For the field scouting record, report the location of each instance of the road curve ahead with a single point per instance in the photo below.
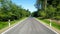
(30, 26)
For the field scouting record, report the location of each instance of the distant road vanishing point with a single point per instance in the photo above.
(30, 26)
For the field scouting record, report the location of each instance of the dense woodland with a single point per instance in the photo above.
(47, 9)
(9, 10)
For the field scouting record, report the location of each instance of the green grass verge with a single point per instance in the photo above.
(5, 24)
(54, 24)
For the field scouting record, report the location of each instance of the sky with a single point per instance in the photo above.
(26, 4)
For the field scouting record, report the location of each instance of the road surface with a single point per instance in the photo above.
(30, 26)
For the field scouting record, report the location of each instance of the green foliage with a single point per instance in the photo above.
(9, 10)
(52, 9)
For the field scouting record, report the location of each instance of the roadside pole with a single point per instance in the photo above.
(50, 23)
(9, 23)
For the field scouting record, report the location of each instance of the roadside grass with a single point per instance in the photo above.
(54, 24)
(5, 24)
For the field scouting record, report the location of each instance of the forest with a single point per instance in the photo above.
(47, 9)
(11, 11)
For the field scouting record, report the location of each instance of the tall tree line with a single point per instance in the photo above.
(49, 9)
(9, 10)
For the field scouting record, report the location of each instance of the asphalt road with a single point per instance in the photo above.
(30, 26)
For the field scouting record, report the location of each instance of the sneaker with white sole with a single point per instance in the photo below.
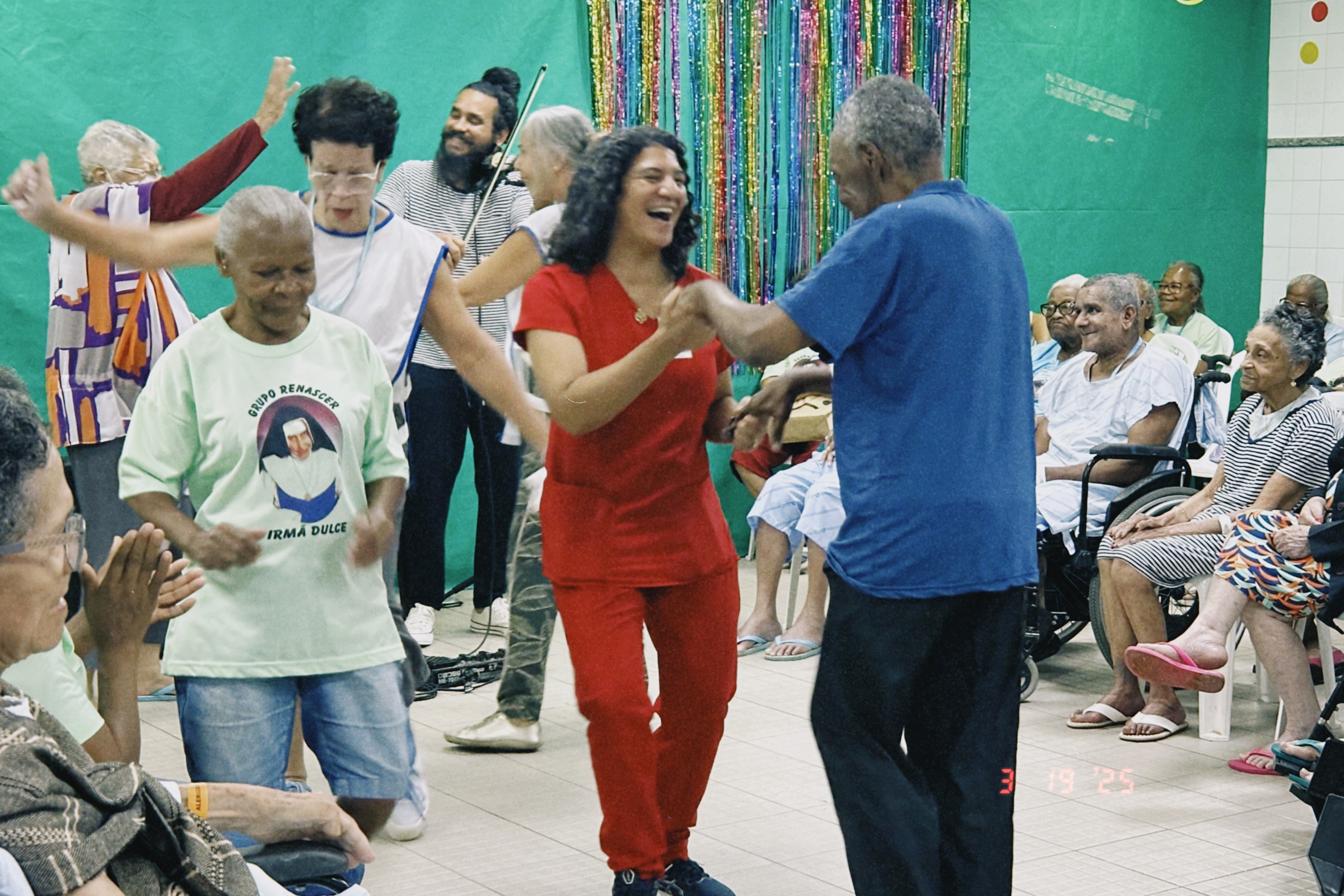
(420, 623)
(499, 734)
(492, 620)
(409, 815)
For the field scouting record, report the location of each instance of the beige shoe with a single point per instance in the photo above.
(497, 732)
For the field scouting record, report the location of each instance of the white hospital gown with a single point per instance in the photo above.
(1082, 414)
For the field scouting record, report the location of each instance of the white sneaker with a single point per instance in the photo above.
(497, 732)
(420, 623)
(408, 820)
(492, 620)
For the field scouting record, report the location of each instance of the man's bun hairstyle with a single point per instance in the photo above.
(504, 85)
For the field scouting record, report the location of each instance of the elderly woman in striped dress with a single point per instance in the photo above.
(1279, 444)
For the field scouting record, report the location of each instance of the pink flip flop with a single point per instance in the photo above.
(1160, 670)
(1248, 769)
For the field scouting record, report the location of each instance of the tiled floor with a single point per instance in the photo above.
(526, 824)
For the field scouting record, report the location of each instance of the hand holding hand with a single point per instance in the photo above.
(121, 598)
(1291, 542)
(768, 412)
(1314, 512)
(455, 248)
(373, 536)
(225, 547)
(279, 90)
(681, 323)
(30, 191)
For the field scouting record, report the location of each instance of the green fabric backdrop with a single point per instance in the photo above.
(188, 73)
(1092, 192)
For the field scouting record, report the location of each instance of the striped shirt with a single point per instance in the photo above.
(416, 192)
(1299, 446)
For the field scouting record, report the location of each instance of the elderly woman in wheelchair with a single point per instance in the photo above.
(107, 829)
(1277, 449)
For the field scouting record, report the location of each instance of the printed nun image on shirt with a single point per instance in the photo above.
(299, 442)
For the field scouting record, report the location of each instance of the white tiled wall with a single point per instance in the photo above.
(1304, 186)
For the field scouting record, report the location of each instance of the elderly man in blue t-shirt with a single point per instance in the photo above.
(928, 571)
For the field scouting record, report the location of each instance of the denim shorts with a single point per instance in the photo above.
(238, 730)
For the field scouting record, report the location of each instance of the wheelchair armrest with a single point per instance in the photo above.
(1127, 452)
(297, 860)
(1211, 376)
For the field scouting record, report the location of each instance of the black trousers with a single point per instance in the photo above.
(935, 819)
(441, 410)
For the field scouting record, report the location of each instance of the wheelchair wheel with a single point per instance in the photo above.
(1180, 614)
(1027, 679)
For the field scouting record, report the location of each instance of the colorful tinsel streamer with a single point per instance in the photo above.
(765, 81)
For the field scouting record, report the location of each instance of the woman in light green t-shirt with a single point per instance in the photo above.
(279, 417)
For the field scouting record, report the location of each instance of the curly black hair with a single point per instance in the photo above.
(23, 452)
(347, 111)
(584, 234)
(502, 84)
(1303, 335)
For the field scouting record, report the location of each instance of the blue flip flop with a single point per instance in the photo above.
(812, 649)
(757, 643)
(1287, 764)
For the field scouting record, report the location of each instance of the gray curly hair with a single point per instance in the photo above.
(23, 450)
(894, 116)
(257, 206)
(559, 132)
(1303, 335)
(1117, 291)
(113, 147)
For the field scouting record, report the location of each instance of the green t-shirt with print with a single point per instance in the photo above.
(279, 439)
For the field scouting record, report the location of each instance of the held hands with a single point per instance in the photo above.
(373, 536)
(279, 90)
(30, 191)
(681, 320)
(123, 597)
(764, 416)
(225, 547)
(1292, 542)
(1124, 531)
(1314, 512)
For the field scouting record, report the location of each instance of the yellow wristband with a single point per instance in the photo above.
(197, 798)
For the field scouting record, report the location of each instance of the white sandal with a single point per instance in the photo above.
(1113, 718)
(1167, 726)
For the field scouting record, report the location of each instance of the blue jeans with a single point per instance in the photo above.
(238, 730)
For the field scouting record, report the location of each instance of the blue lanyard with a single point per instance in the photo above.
(334, 308)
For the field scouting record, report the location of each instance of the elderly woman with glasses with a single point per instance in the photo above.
(107, 328)
(1180, 299)
(90, 828)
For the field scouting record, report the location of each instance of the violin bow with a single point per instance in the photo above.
(504, 156)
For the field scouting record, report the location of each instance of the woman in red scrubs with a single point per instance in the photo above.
(634, 534)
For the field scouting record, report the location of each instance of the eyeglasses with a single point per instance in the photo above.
(358, 183)
(150, 172)
(73, 540)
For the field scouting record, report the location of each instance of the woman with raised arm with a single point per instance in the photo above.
(634, 531)
(549, 150)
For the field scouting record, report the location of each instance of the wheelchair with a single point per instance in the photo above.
(1067, 593)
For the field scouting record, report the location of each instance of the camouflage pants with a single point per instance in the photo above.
(531, 610)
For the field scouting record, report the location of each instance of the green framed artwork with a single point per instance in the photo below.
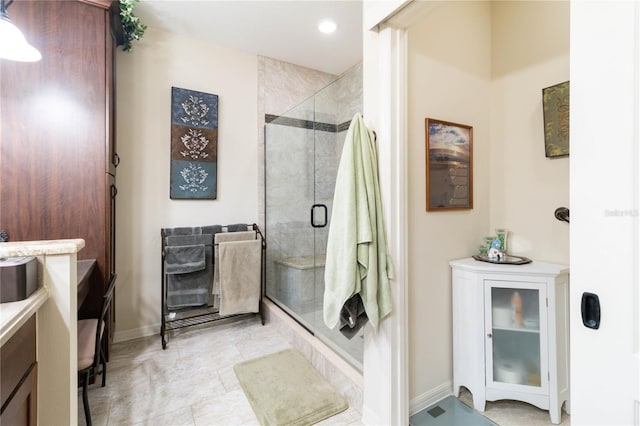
(555, 105)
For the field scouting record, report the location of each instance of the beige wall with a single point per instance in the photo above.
(248, 86)
(144, 80)
(482, 64)
(530, 51)
(449, 79)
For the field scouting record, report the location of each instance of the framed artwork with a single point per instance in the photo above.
(555, 106)
(449, 160)
(194, 145)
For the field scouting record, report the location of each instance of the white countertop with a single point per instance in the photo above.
(39, 248)
(14, 314)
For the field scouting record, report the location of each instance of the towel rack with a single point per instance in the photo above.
(177, 318)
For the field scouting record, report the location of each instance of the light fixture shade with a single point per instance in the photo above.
(14, 46)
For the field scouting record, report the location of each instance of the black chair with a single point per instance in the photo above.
(91, 333)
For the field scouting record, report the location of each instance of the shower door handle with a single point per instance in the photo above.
(313, 216)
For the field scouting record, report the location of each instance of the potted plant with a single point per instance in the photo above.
(127, 27)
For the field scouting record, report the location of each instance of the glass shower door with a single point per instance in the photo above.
(289, 195)
(302, 153)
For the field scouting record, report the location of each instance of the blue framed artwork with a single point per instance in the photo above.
(194, 144)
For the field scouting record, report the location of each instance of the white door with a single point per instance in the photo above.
(605, 241)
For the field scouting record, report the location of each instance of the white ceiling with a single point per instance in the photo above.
(284, 30)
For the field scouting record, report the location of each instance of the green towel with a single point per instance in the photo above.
(357, 257)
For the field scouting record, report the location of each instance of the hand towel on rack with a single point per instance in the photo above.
(357, 259)
(184, 259)
(194, 288)
(184, 230)
(240, 267)
(237, 227)
(218, 239)
(211, 229)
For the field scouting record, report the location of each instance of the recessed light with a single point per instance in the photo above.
(327, 26)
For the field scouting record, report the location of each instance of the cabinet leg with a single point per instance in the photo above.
(479, 403)
(555, 412)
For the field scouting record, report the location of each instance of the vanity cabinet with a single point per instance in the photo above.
(511, 333)
(18, 369)
(58, 133)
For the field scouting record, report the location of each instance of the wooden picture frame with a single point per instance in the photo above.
(555, 106)
(194, 145)
(449, 165)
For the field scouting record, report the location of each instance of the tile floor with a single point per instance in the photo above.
(192, 382)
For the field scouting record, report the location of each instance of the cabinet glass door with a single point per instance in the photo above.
(516, 343)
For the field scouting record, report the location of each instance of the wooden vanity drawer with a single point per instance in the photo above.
(16, 358)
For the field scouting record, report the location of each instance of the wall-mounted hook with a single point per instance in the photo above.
(562, 214)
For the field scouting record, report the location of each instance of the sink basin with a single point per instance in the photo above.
(18, 278)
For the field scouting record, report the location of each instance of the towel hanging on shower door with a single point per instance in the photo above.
(357, 259)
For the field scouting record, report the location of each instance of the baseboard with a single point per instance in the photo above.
(135, 333)
(430, 397)
(369, 417)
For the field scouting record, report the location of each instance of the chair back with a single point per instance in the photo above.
(103, 321)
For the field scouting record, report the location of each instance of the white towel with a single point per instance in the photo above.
(219, 238)
(240, 269)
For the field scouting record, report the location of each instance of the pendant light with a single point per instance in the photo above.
(13, 45)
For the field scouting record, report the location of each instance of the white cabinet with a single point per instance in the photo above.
(511, 333)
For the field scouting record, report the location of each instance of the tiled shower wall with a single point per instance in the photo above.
(282, 86)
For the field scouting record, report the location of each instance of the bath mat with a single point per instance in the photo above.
(285, 390)
(449, 411)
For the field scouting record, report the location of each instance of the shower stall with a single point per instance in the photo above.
(302, 152)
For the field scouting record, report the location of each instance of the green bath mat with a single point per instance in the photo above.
(285, 390)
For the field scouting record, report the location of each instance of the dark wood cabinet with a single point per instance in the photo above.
(57, 148)
(19, 378)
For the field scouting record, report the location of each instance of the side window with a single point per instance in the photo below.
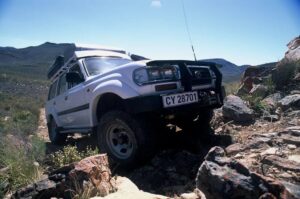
(52, 90)
(62, 85)
(75, 68)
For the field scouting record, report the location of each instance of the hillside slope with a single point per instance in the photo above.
(34, 61)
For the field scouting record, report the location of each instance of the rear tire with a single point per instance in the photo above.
(126, 139)
(54, 135)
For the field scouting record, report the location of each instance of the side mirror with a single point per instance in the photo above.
(74, 77)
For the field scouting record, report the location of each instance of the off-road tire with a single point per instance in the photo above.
(138, 133)
(54, 135)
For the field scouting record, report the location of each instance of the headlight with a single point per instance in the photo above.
(143, 76)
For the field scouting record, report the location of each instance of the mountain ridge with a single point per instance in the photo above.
(39, 58)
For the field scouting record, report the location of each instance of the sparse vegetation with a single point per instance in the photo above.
(21, 151)
(285, 71)
(231, 88)
(19, 158)
(70, 154)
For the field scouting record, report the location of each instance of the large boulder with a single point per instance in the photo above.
(236, 109)
(286, 70)
(222, 177)
(290, 101)
(272, 100)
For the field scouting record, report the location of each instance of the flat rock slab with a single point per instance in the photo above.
(289, 139)
(252, 144)
(281, 163)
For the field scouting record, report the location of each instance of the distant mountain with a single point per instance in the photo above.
(32, 61)
(230, 71)
(35, 60)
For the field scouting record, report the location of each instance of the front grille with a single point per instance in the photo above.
(200, 76)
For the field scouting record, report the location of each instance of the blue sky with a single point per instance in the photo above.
(241, 31)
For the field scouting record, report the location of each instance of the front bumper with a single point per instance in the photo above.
(154, 103)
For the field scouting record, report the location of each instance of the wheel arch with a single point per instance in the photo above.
(104, 103)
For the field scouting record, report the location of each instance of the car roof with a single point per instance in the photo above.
(99, 53)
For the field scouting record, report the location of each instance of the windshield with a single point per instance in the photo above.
(100, 65)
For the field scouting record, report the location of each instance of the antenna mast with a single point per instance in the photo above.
(187, 29)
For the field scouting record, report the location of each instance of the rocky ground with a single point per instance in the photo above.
(253, 151)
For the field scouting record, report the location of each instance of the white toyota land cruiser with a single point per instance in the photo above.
(104, 91)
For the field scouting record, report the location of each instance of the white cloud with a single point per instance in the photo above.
(156, 3)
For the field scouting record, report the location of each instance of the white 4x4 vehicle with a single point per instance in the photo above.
(104, 91)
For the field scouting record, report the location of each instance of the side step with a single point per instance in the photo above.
(76, 130)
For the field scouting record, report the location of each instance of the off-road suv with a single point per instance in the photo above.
(105, 91)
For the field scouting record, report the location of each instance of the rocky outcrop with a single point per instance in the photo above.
(128, 190)
(293, 53)
(223, 177)
(235, 109)
(286, 73)
(272, 100)
(91, 173)
(259, 90)
(290, 101)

TASK GOAL - Only the lines from the one with "the off-road suv" through the end of the data should be printed, each exactly as it appears.

EXERCISE OUTPUT -
For the field scouting record, report the location of each instance of the off-road suv with a single point per instance in the photo above.
(105, 91)
For the field scouting record, report the location of each instance of the rocky outcrop with a single point per instance in the photo above.
(128, 190)
(293, 53)
(223, 177)
(235, 109)
(286, 73)
(272, 100)
(91, 173)
(259, 90)
(290, 101)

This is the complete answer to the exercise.